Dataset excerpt
— BEGIN —
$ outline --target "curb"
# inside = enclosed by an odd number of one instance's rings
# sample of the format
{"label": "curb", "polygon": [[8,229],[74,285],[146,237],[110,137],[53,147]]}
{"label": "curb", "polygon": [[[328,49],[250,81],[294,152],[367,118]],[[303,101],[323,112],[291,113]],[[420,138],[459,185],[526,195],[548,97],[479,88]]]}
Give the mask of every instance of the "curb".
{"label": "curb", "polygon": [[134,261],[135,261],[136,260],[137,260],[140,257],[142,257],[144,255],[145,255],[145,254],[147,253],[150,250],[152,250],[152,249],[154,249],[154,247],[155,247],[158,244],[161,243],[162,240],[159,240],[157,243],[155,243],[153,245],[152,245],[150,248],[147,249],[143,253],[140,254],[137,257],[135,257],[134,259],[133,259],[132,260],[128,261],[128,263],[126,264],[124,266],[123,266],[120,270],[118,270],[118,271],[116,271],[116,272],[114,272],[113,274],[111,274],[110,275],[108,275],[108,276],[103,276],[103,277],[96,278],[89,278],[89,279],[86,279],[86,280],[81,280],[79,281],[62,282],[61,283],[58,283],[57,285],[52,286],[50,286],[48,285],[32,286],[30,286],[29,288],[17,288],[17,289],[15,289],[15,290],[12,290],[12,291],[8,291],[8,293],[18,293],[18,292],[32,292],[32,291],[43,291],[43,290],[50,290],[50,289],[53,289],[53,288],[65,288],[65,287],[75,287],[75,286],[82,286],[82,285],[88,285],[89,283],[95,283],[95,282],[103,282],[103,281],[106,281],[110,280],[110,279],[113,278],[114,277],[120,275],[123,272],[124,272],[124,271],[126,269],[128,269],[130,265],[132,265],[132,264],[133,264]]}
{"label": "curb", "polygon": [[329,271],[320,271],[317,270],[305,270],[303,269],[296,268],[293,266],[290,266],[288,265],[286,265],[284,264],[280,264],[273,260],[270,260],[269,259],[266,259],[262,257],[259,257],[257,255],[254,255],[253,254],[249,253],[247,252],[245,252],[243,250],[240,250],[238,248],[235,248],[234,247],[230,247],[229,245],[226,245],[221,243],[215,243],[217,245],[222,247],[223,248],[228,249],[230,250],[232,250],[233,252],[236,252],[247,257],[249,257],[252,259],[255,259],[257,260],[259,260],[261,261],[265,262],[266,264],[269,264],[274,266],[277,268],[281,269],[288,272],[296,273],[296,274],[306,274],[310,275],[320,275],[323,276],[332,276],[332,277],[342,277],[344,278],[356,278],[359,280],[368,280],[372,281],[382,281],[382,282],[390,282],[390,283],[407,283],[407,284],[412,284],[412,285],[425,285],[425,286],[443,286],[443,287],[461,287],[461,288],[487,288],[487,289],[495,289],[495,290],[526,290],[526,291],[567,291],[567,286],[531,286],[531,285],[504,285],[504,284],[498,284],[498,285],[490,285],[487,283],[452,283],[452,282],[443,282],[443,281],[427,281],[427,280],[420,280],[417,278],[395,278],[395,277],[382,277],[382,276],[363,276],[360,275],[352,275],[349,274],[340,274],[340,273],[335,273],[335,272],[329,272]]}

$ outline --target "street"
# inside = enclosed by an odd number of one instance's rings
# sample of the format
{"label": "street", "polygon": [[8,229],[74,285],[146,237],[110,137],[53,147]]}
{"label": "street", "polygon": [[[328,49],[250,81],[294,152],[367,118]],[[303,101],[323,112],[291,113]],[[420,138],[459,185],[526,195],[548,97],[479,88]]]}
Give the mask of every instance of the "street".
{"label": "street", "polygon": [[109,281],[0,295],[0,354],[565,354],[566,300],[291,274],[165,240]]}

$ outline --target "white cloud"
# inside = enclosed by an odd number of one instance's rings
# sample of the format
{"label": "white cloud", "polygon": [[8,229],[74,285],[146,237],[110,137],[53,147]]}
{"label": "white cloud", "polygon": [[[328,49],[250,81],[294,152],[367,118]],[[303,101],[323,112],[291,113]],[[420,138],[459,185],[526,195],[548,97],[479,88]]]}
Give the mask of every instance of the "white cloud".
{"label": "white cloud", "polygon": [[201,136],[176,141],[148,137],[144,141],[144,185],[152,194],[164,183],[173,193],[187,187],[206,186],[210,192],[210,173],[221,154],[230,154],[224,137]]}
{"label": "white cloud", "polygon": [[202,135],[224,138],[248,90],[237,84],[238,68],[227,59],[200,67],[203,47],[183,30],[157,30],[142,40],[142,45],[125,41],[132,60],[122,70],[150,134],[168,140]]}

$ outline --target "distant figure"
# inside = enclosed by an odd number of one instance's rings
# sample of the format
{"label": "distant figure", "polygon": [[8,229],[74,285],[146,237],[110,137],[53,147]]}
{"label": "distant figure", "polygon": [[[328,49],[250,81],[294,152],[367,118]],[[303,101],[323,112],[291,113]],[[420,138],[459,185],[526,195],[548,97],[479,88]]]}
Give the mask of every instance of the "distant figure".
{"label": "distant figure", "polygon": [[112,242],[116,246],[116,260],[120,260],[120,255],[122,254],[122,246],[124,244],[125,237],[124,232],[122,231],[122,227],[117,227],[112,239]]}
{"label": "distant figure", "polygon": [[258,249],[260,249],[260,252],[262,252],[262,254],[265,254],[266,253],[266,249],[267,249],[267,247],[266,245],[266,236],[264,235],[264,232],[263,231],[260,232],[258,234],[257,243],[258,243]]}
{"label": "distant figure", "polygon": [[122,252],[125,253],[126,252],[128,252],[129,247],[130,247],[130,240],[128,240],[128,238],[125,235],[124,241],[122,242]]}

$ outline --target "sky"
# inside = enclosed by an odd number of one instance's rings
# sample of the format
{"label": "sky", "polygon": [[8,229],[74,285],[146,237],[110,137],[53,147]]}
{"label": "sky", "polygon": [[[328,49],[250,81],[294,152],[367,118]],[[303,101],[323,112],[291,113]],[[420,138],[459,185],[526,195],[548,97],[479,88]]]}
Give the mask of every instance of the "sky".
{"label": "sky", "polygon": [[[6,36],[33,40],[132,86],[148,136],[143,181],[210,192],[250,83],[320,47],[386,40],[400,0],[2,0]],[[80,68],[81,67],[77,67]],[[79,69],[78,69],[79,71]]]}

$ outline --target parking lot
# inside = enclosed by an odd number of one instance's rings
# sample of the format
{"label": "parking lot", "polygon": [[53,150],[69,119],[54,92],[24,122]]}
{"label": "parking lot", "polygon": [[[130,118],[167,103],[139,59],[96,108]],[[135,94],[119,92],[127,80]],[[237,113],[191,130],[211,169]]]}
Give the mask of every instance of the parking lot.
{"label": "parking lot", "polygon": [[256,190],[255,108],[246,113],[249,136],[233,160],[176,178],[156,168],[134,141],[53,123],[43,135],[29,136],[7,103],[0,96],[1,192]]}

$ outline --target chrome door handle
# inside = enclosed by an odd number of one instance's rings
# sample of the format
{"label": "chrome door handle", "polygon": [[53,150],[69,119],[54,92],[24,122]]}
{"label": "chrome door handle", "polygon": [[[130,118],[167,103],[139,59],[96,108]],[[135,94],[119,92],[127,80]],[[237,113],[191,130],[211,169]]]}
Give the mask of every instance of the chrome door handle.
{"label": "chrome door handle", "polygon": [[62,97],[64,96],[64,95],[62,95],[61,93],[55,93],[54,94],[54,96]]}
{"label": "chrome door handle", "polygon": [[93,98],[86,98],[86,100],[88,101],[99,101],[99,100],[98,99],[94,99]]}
— END —
• YOUR INSTRUCTIONS
Could you reproduce the material above with every "sample" changed to "example" and everything else left as it is?

• EXERCISE RESULT
$ outline --target "curb"
# inside = enclosed by an odd number of one instance's rings
# example of the format
{"label": "curb", "polygon": [[8,229],[74,285],[146,237],[110,137],[53,147]]}
{"label": "curb", "polygon": [[[328,49],[250,81],[294,152],[367,118]],[[303,101],[323,112],[291,113]],[[420,138],[459,185],[526,195],[548,97],[479,88]]]}
Give the mask of every instance of the "curb".
{"label": "curb", "polygon": [[134,261],[135,261],[136,260],[137,260],[140,257],[142,257],[144,255],[145,255],[145,254],[147,253],[150,250],[152,250],[152,249],[154,249],[154,247],[155,247],[158,244],[161,243],[162,240],[159,240],[157,243],[155,243],[153,245],[152,245],[150,248],[147,249],[143,253],[140,254],[137,257],[135,257],[134,259],[133,259],[132,260],[128,261],[128,263],[126,264],[124,266],[123,266],[120,270],[118,270],[118,271],[116,271],[116,272],[114,272],[113,274],[111,274],[110,275],[108,275],[108,276],[103,276],[103,277],[96,278],[89,278],[89,279],[86,279],[86,280],[81,280],[79,281],[62,282],[61,283],[58,283],[57,285],[52,286],[50,286],[48,285],[32,286],[30,286],[29,288],[17,288],[17,289],[15,289],[15,290],[12,290],[12,291],[8,291],[8,293],[18,293],[18,292],[32,292],[32,291],[43,291],[43,290],[50,290],[50,289],[53,289],[53,288],[65,288],[65,287],[75,287],[75,286],[82,286],[82,285],[88,285],[89,283],[95,283],[95,282],[103,282],[103,281],[106,281],[110,280],[110,279],[113,278],[114,277],[120,275],[123,272],[124,272],[124,271],[126,269],[128,269],[130,265],[132,265],[132,264],[133,264]]}
{"label": "curb", "polygon": [[329,271],[320,271],[317,270],[305,270],[303,269],[296,268],[293,266],[290,266],[288,265],[286,265],[284,264],[280,264],[273,260],[270,260],[269,259],[266,259],[262,257],[259,257],[257,255],[254,255],[253,254],[249,253],[247,252],[245,252],[243,250],[240,250],[238,248],[235,248],[234,247],[230,247],[229,245],[226,245],[221,243],[215,243],[217,245],[222,247],[223,248],[228,249],[230,250],[232,250],[233,252],[236,252],[247,257],[249,257],[252,259],[255,259],[257,260],[259,260],[261,261],[265,262],[266,264],[269,264],[274,266],[277,268],[281,269],[288,272],[296,273],[296,274],[306,274],[310,275],[320,275],[323,276],[332,276],[332,277],[342,277],[344,278],[356,278],[359,280],[368,280],[372,281],[382,281],[382,282],[390,282],[390,283],[407,283],[407,284],[412,284],[412,285],[425,285],[425,286],[443,286],[443,287],[461,287],[461,288],[487,288],[487,289],[495,289],[495,290],[526,290],[526,291],[567,291],[567,286],[531,286],[531,285],[504,285],[504,284],[498,284],[498,285],[490,285],[487,283],[452,283],[452,282],[443,282],[443,281],[427,281],[427,280],[420,280],[417,278],[395,278],[395,277],[382,277],[382,276],[363,276],[360,275],[352,275],[349,274],[340,274],[340,273],[335,273],[335,272],[329,272]]}

$ outline --target "street"
# inside = enclosed by an odd number of one instance's rings
# example of the format
{"label": "street", "polygon": [[8,229],[74,285],[146,237],[110,137],[53,147]]}
{"label": "street", "polygon": [[[328,49],[250,81],[294,152],[367,118]],[[303,101],[323,112],[291,113]],[[420,138],[459,185],[526,195],[548,97],[479,88]]]}
Give the mask of every instance of the "street".
{"label": "street", "polygon": [[109,281],[0,295],[0,354],[565,354],[566,300],[291,274],[165,240]]}

$ outline --target "white cloud"
# inside = enclosed by an odd number of one instance's rings
# example of the format
{"label": "white cloud", "polygon": [[8,229],[74,285],[146,237],[110,137],[53,147]]}
{"label": "white cloud", "polygon": [[[328,49],[250,81],[294,152],[367,118]],[[303,101],[323,112],[291,113]],[[420,138],[459,185],[526,195],[548,97],[479,88]]]}
Give the mask of every instance of the "white cloud".
{"label": "white cloud", "polygon": [[201,136],[176,141],[148,137],[144,141],[144,185],[152,194],[164,183],[173,193],[187,187],[206,186],[210,192],[210,173],[221,154],[230,154],[224,137]]}
{"label": "white cloud", "polygon": [[202,135],[224,138],[248,90],[237,84],[238,68],[227,59],[200,67],[203,47],[183,30],[157,30],[142,40],[142,45],[125,41],[132,60],[122,70],[150,134],[168,140]]}

$ outline --target "distant figure"
# inside = enclosed by an odd number of one instance's rings
# example of the format
{"label": "distant figure", "polygon": [[8,229],[74,285],[146,237],[110,137],[53,147]]}
{"label": "distant figure", "polygon": [[[328,49],[250,81],[294,152],[367,118]],[[303,101],[323,112],[291,113]],[[420,138],[459,185],[526,195],[548,97],[479,88]]]}
Give the mask of every instance of the "distant figure".
{"label": "distant figure", "polygon": [[112,242],[116,246],[116,260],[120,260],[120,255],[122,254],[122,246],[124,244],[125,237],[124,232],[122,231],[122,227],[117,227],[112,239]]}
{"label": "distant figure", "polygon": [[258,249],[260,249],[260,252],[262,252],[262,254],[265,254],[266,253],[266,249],[267,249],[267,247],[266,245],[266,236],[264,235],[264,232],[263,231],[260,232],[258,234],[257,243],[258,243]]}
{"label": "distant figure", "polygon": [[122,252],[125,253],[126,252],[128,252],[129,247],[130,247],[130,240],[128,240],[128,238],[125,235],[124,241],[122,242]]}

$ outline --target "sky"
# inside = enclosed by an odd number of one instance's rings
# example of the format
{"label": "sky", "polygon": [[8,229],[74,285],[146,237],[110,137],[53,147]]}
{"label": "sky", "polygon": [[[328,49],[250,81],[294,152],[367,118]],[[303,101],[323,112],[291,113]],[[420,138],[459,185],[526,195],[548,97],[479,88]]]}
Give the mask of every instance of the "sky".
{"label": "sky", "polygon": [[[6,36],[33,40],[132,86],[148,136],[143,181],[210,192],[250,83],[320,47],[386,40],[400,0],[2,0]],[[80,68],[81,67],[77,67]],[[79,69],[78,69],[79,71]]]}

$ outline --target parking lot
# inside = enclosed by an odd number of one instance's rings
# example of the format
{"label": "parking lot", "polygon": [[53,150],[69,119],[54,92],[24,122]]}
{"label": "parking lot", "polygon": [[[130,118],[167,103],[139,59],[96,108]],[[135,94],[119,92],[127,80]],[[237,113],[191,130],[211,169]]]}
Give the mask of every instance of the parking lot.
{"label": "parking lot", "polygon": [[256,190],[255,108],[246,113],[249,136],[233,160],[176,178],[156,168],[134,141],[53,123],[43,135],[29,136],[7,103],[0,96],[1,192]]}

$ outline --target chrome door handle
# inside = enclosed by an odd number of one instance's rings
# example of the format
{"label": "chrome door handle", "polygon": [[53,150],[69,119],[54,92],[24,122]]}
{"label": "chrome door handle", "polygon": [[[130,118],[167,103],[139,59],[96,108]],[[135,94],[119,92],[127,80]],[[237,113],[191,130],[211,169]]]}
Give the mask of every instance of the chrome door handle.
{"label": "chrome door handle", "polygon": [[62,97],[64,96],[64,95],[62,95],[61,93],[55,93],[54,94],[54,96]]}
{"label": "chrome door handle", "polygon": [[93,98],[86,98],[86,100],[88,101],[99,101],[99,100],[98,99],[94,99]]}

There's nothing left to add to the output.